WRITTEN TASK: The lines to extract begin at the one containing "Return the outline of every instance of the blue" and run to the end of the listing; set them down exactly and alone.

◇ ◇ ◇ ◇ ◇

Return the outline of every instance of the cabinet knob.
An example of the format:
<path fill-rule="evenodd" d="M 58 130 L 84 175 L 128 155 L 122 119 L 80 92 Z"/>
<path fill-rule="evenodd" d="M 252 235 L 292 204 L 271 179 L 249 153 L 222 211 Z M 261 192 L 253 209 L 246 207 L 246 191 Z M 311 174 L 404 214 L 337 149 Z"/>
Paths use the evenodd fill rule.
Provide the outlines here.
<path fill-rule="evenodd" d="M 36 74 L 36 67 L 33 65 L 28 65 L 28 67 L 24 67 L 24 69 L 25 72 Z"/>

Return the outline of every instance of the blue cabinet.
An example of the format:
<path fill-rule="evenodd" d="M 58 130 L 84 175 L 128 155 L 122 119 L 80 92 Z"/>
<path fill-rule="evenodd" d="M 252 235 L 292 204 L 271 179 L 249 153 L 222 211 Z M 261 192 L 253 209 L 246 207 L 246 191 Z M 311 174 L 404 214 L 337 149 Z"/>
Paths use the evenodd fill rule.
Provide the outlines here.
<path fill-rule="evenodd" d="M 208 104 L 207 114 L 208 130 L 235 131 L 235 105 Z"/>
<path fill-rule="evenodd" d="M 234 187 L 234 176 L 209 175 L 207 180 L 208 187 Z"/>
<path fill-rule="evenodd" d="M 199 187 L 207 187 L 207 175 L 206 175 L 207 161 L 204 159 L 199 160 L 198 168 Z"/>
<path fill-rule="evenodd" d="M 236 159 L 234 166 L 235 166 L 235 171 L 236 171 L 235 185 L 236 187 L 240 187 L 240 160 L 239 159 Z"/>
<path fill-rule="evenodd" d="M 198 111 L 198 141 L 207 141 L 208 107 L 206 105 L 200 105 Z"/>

◇ ◇ ◇ ◇ ◇

EXPECTED ANSWER:
Return the outline of every instance of the blue cabinet.
An example of the format:
<path fill-rule="evenodd" d="M 58 130 L 84 175 L 128 155 L 122 119 L 80 92 Z"/>
<path fill-rule="evenodd" d="M 252 235 L 292 204 L 271 179 L 249 153 L 222 211 Z M 261 192 L 253 209 L 246 207 L 246 191 Z M 311 174 L 404 214 L 337 149 Z"/>
Paths use the evenodd fill rule.
Provide the outlines here.
<path fill-rule="evenodd" d="M 208 104 L 207 114 L 208 130 L 235 131 L 235 105 Z"/>
<path fill-rule="evenodd" d="M 234 187 L 234 176 L 209 175 L 207 180 L 208 187 Z"/>
<path fill-rule="evenodd" d="M 199 187 L 207 187 L 207 175 L 206 175 L 207 161 L 204 159 L 199 160 L 198 168 Z"/>
<path fill-rule="evenodd" d="M 236 159 L 234 166 L 235 166 L 235 171 L 236 171 L 235 185 L 236 187 L 240 187 L 240 160 L 239 159 Z"/>
<path fill-rule="evenodd" d="M 198 111 L 198 141 L 207 141 L 208 107 L 206 105 L 200 105 Z"/>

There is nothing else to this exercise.